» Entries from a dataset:
--- BEGIN ---

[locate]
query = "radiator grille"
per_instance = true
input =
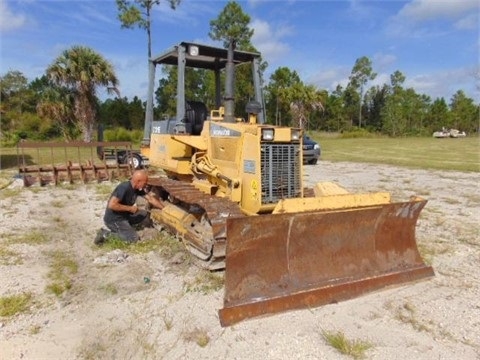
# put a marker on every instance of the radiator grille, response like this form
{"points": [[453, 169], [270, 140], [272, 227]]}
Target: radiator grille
{"points": [[280, 167]]}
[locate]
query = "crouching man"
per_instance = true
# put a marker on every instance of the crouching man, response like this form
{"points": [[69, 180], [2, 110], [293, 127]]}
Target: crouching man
{"points": [[122, 212]]}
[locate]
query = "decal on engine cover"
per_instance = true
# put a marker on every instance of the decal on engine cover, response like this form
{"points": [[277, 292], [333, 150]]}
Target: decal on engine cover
{"points": [[254, 189], [221, 131], [249, 166]]}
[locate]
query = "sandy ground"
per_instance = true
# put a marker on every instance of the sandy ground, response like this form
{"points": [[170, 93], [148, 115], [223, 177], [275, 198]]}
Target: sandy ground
{"points": [[123, 305]]}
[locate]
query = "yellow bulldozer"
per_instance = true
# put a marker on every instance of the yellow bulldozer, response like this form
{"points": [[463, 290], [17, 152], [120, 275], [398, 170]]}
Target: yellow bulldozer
{"points": [[234, 194]]}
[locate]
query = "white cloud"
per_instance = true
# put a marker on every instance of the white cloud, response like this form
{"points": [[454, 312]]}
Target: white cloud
{"points": [[421, 18], [382, 61], [421, 10], [9, 20], [446, 83], [469, 22], [269, 40]]}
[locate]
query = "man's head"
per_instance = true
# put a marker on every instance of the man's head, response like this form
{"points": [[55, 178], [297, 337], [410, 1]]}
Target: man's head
{"points": [[139, 179]]}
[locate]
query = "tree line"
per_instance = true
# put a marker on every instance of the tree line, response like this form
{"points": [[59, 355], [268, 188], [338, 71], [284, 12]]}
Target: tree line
{"points": [[63, 103]]}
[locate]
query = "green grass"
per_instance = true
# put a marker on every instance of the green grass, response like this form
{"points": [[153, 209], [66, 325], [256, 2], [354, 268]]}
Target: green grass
{"points": [[14, 304], [461, 154], [353, 348], [205, 282]]}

--- END ---

Without the pictures, retype the whole of the material above exactly.

» Completed task:
[locate]
query = "radiator grille"
per_instance = true
input =
# put a marker on every instance of the radiator grille, response like this form
{"points": [[453, 169], [270, 140], [272, 227]]}
Target: radiator grille
{"points": [[280, 167]]}
[locate]
query = "crouching man"
per_instance = true
# put a marker on every instance of the crouching man, response like this form
{"points": [[69, 180], [2, 110], [293, 127]]}
Target: crouching man
{"points": [[122, 212]]}
[locate]
query = "decal on engine cover"
per_instance = true
# put a marker on every instance of the decal on engine cover, response like this form
{"points": [[277, 292], [333, 150]]}
Target: decal on engine cover
{"points": [[254, 189], [221, 131], [249, 166]]}
[locate]
query = "sandy ground"
per_instance = true
# put a marker on every instance of the sandy ground, response like this form
{"points": [[170, 93], [148, 115], [223, 177], [275, 198]]}
Target: sandy ground
{"points": [[123, 305]]}
[locate]
query = "yellow bulldozer"
per_instance = true
# put a marker on every instance of the yellow bulldozer, response like this form
{"points": [[463, 290], [17, 152], [120, 275], [398, 170]]}
Target: yellow bulldozer
{"points": [[234, 194]]}
[locate]
query = "white cloud"
per_instance = true
# put a marker on every instance of the white cloud, response like this form
{"points": [[454, 312]]}
Target: white cloud
{"points": [[421, 18], [382, 61], [421, 10], [9, 20], [446, 83], [469, 22], [269, 40]]}
[locate]
query = "man's head"
per_instance = true
# put a marker on every instance of the man's head, response like this form
{"points": [[55, 178], [297, 337], [410, 1]]}
Target: man's head
{"points": [[139, 179]]}
[locate]
query = "tree line"
per_instance = true
# put a marker on every instance of the tree line, response like this form
{"points": [[59, 355], [268, 188], [338, 71], [284, 12]]}
Target: tree line
{"points": [[63, 103]]}
[locate]
query = "green grass"
per_instance = true
# put a marker on every instance of the green grass, response like this form
{"points": [[153, 209], [66, 325], [256, 2], [354, 268]]}
Target: green grass
{"points": [[14, 304], [461, 154], [353, 348], [205, 282]]}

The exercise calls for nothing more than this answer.